Problem to solve
Copy out every row below, substituting "Locate" for "Spot" wherever it occurs and leaving all other text unchanged.

══ Listed entries

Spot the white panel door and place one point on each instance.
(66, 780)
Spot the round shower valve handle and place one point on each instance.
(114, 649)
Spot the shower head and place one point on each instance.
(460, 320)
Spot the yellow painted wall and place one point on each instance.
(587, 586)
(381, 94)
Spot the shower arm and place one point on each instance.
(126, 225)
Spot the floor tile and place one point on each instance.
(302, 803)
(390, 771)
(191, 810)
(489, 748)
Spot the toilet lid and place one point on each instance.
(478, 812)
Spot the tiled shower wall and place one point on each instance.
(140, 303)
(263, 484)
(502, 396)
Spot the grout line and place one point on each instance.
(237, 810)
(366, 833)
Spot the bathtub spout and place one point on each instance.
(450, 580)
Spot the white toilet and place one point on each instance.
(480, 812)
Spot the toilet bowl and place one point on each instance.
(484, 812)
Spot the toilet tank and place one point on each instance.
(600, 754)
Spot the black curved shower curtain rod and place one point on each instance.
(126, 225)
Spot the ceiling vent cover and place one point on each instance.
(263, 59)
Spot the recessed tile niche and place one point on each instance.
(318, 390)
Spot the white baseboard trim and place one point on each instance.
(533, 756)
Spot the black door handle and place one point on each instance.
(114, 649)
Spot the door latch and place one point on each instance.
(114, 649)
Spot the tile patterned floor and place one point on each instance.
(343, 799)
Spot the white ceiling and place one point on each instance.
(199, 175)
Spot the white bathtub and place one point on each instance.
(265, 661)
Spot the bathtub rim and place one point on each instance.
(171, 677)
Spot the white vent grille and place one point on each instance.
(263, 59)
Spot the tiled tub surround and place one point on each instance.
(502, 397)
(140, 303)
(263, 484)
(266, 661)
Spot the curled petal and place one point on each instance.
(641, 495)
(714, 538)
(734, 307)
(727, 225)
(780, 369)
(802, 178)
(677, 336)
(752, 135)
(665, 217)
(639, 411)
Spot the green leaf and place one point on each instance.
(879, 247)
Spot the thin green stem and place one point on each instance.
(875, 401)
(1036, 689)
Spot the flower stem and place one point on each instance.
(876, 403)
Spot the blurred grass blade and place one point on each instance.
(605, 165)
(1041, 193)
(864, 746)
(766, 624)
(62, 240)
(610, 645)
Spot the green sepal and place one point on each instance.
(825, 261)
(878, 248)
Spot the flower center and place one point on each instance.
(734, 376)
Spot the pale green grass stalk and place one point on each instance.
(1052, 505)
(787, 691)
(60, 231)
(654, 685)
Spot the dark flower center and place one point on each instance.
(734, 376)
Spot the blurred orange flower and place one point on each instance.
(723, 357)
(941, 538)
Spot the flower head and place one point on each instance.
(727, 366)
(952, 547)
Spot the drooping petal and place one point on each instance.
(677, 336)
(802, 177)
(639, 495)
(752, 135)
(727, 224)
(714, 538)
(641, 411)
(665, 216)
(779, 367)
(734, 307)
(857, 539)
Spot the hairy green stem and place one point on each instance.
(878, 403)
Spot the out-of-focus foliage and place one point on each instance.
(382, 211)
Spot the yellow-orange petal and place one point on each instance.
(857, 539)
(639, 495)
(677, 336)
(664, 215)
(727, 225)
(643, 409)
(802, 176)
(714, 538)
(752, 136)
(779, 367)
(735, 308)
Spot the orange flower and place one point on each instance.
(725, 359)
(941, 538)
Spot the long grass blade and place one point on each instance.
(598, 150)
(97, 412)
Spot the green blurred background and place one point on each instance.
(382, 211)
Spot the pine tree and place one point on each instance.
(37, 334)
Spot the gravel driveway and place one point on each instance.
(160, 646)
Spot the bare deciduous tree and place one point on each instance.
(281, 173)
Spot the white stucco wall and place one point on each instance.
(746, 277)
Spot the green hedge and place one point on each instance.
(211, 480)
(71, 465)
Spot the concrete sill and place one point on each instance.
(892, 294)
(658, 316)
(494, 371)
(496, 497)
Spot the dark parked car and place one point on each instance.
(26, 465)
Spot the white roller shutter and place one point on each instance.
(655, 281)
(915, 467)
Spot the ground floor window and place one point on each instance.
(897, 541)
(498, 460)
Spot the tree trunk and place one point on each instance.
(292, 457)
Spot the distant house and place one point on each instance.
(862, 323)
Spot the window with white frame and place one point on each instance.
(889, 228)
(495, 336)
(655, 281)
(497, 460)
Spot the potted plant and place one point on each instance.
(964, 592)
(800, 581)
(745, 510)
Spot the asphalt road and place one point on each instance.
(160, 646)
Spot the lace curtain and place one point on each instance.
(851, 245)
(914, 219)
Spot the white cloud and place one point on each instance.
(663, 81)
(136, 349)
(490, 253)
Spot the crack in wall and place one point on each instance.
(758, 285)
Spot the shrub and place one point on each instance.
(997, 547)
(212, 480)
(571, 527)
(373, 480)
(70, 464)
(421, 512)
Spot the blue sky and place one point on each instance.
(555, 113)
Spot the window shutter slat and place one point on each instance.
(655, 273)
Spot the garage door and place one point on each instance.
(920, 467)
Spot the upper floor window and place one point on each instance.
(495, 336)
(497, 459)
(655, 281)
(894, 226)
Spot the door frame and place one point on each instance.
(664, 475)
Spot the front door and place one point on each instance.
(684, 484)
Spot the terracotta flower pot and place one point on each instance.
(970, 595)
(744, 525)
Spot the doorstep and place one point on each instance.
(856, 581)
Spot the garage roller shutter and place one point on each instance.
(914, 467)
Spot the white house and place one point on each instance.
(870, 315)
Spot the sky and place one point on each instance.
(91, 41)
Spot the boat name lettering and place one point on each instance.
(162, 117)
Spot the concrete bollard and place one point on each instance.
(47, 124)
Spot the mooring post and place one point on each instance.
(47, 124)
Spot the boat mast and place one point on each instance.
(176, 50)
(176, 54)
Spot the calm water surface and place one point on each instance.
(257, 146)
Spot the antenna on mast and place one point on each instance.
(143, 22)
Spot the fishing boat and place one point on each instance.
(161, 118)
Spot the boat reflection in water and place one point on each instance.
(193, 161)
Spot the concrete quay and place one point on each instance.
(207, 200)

════

Exercise result
Locate the white panel door and place one point on each instance.
(66, 780)
Locate the round shower valve handle and place one point on each instance.
(114, 649)
Locate the shower head and place one point on each instance.
(460, 320)
Locate the yellow painted wall and place one point on each instance.
(587, 586)
(381, 94)
Locate the shower arm and place one point on each instance.
(126, 225)
Locate the floor tile and place one point on each instance.
(302, 803)
(390, 771)
(191, 810)
(489, 748)
Locate the toilet lid and place one point on each instance.
(478, 812)
Locate the tiled shower wall and place one point on each instance.
(140, 303)
(263, 484)
(502, 396)
Locate the grout line and place one point on each instance.
(237, 810)
(366, 833)
Locate the bathtub spout and place one point on each instance.
(450, 580)
Locate the white toilet and place one point on each instance.
(480, 812)
Locate the toilet bowl and place one point on each instance.
(484, 812)
Locate the toilet tank and place one point on each instance.
(600, 754)
Locate the black curved shower curtain rod and place one point on each instance.
(126, 225)
Locate the ceiling vent cover and place one point on each instance.
(263, 59)
Locate the recessed tile niche and place one point on each instance.
(318, 390)
Locate the white baseboard trim and place one point on each instance.
(533, 756)
Locate the black door handle and place one point on each instance.
(114, 649)
Locate the door latch and place one point on each instance.
(114, 649)
Locate the tile patterned floor and place one point on each instance.
(343, 799)
Locate the white ceiling and place one point on each instance.
(199, 175)
Locate the white bathtub and place one point on each instance.
(265, 661)
Locate the bathtub rim and place one point on each instance.
(171, 677)
Locate the white vent grille and place one point on each instance.
(263, 59)
Locate the tiled tub surround and place one point on each instance.
(502, 397)
(140, 303)
(263, 484)
(266, 661)
Locate the curled petal and place one point on each instance.
(641, 495)
(714, 538)
(734, 307)
(727, 225)
(780, 369)
(802, 178)
(677, 336)
(752, 135)
(665, 217)
(639, 411)
Locate the green leaf and place one point on each instance.
(879, 247)
Locate the thin green stem and place one point on each instance.
(875, 401)
(1036, 689)
Locate the flower stem and place one point on each instance.
(876, 403)
Locate the blurred grass blade and place one point on each instance.
(605, 165)
(1041, 193)
(864, 746)
(766, 624)
(62, 240)
(610, 645)
Locate the green sepal and place one point on each instance.
(825, 261)
(878, 248)
Locate the flower center and place one point on each instance.
(734, 376)
Locate the pale green grass stalk and place one point on each instance.
(1052, 505)
(787, 691)
(60, 231)
(654, 685)
Locate the dark flower center and place one point on each instance.
(734, 376)
Locate the blurred orange flower and place one point on each instance.
(723, 357)
(941, 538)
Locate the flower head and place one point on each instance.
(727, 366)
(952, 547)
Locate the drooping petal and place one point on each instance.
(677, 336)
(802, 177)
(639, 495)
(752, 135)
(727, 224)
(714, 538)
(641, 411)
(665, 216)
(779, 367)
(734, 307)
(857, 539)
Locate the hairy green stem and place one point on each instance.
(878, 403)
Locate the out-of-focus foliage and place one point on each instance.
(382, 211)
Locate the yellow-orange petal and place one point on each instance.
(857, 539)
(639, 495)
(677, 336)
(664, 215)
(727, 225)
(643, 409)
(802, 176)
(714, 538)
(752, 136)
(779, 367)
(735, 308)
Locate the orange flower and place one point on each instance.
(725, 359)
(941, 538)
Locate the long grass blade and place one point on each instance.
(598, 150)
(97, 412)
Locate the green blurred background and place one point on each instance.
(382, 211)
Locate the pine tree and place one point on each instance.
(37, 334)
Locate the gravel driveway and place one point on each instance.
(160, 646)
Locate the bare deciduous tree and place one point on each instance.
(281, 173)
Locate the white stucco wall and place one point on each instance.
(746, 277)
Locate the green hedge and place one point on each instance.
(211, 480)
(71, 465)
Locate the concrete sill and place one point on each instance.
(892, 294)
(658, 316)
(494, 371)
(496, 497)
Locate the dark parked car and place one point on each instance.
(26, 465)
Locate the white roller shutter and place one point on each instance.
(655, 281)
(915, 467)
Locate the ground floor window and place one point on each instance.
(897, 541)
(498, 460)
Locate the tree trunk and place one point on each instance.
(292, 457)
Locate the distant house and place one point on each instance.
(862, 323)
Locate the window with white frame and place one point on each instance.
(889, 228)
(495, 336)
(655, 281)
(497, 460)
Locate the potted plant and place one point on each instance.
(964, 592)
(800, 581)
(745, 510)
Locate the asphalt road and place one point on each instance.
(160, 646)
Locate the lace curtain and place one point on each instance.
(851, 245)
(914, 219)
Locate the white cloud and place one point on each instance.
(663, 81)
(136, 349)
(490, 253)
Locate the crack in wall and place one point on each instance.
(758, 285)
Locate the shrub and place one point on each instance.
(997, 547)
(212, 480)
(571, 527)
(373, 480)
(70, 464)
(421, 512)
Locate the blue sky and place one point on each instance.
(555, 113)
Locate the window shutter slat and place one point on each instance.
(655, 273)
Locate the garage door and place one point on each instance.
(920, 467)
Locate the upper floor window and place one point on each instance.
(495, 336)
(497, 459)
(655, 281)
(894, 226)
Locate the door frame and place one point on each instance.
(664, 475)
Locate the front door and place one point on each instance.
(684, 484)
Locate the terracotta flower pot and place one point on each instance.
(970, 595)
(744, 525)
Locate the doorstep and place one point on each instance.
(856, 581)
Locate the garage roller shutter and place one point on each instance.
(914, 467)
Locate the white house and place one point on each instance.
(870, 315)
Locate the sky and place one point on each instance.
(91, 41)
Locate the boat name lettering and place one point on each instance.
(162, 117)
Locate the concrete bollard and place one point on each instance.
(47, 124)
Locate the mooring post and place one point on each instance.
(47, 124)
Locate the boat mast and place one point on each instance.
(176, 50)
(176, 54)
Locate the calm water surface and place one point on each instance.
(257, 146)
Locate the antenna on mast and place one point on each instance.
(143, 22)
Locate the fishing boat and place one point on each instance.
(161, 118)
Locate the boat reflection in water and place one point on each instance.
(193, 161)
Locate the concrete quay and place one point on each instance.
(207, 200)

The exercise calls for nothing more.